MATERIAL FOR THIS EXERCISE |
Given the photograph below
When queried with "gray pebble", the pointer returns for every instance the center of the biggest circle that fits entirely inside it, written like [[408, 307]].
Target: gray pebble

--

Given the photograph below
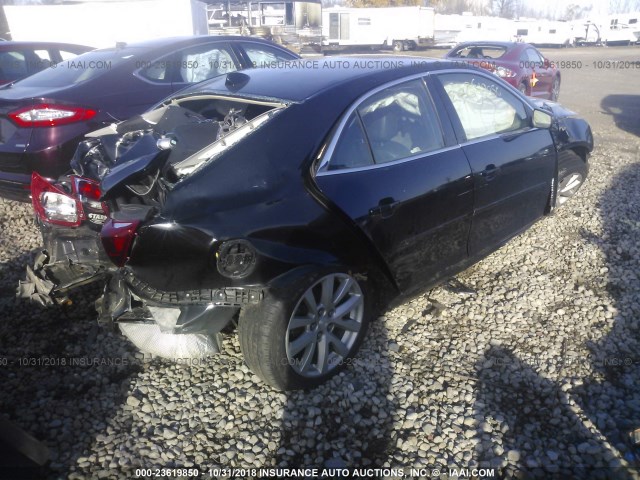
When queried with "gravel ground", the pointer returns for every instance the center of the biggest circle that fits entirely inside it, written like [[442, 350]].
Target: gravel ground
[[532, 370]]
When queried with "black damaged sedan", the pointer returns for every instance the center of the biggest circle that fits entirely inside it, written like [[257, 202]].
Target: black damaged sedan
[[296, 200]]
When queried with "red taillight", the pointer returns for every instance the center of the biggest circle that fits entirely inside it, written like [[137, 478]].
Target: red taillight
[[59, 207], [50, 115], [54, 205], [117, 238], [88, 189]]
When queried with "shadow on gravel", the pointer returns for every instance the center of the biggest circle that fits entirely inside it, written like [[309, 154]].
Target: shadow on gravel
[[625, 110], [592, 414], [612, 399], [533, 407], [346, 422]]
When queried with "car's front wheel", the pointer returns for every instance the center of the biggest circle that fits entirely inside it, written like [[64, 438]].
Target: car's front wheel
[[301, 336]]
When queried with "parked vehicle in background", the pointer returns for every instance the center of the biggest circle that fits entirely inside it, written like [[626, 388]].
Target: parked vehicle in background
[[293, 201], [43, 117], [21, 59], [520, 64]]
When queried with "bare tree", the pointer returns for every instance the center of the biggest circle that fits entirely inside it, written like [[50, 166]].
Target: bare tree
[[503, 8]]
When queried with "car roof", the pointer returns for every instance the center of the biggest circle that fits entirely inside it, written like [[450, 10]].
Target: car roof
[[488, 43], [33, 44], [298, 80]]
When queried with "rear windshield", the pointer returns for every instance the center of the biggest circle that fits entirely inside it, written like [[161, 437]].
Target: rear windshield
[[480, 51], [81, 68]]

WHAT THE TASK ASKS | List every line of the entries above that contains the string "gravel", matching case exactly.

FINAL RESULT |
When queried with "gravel ground", the pointer returns for every instance the center of the biggest circle that fits entirely inside it, written like [[442, 350]].
Target: gravel ground
When queried with "shadow on gravel", the pointer returns for every instance the center of the biggest circle that fits entirely inside it, written like [[309, 154]].
Target: shadow on gravel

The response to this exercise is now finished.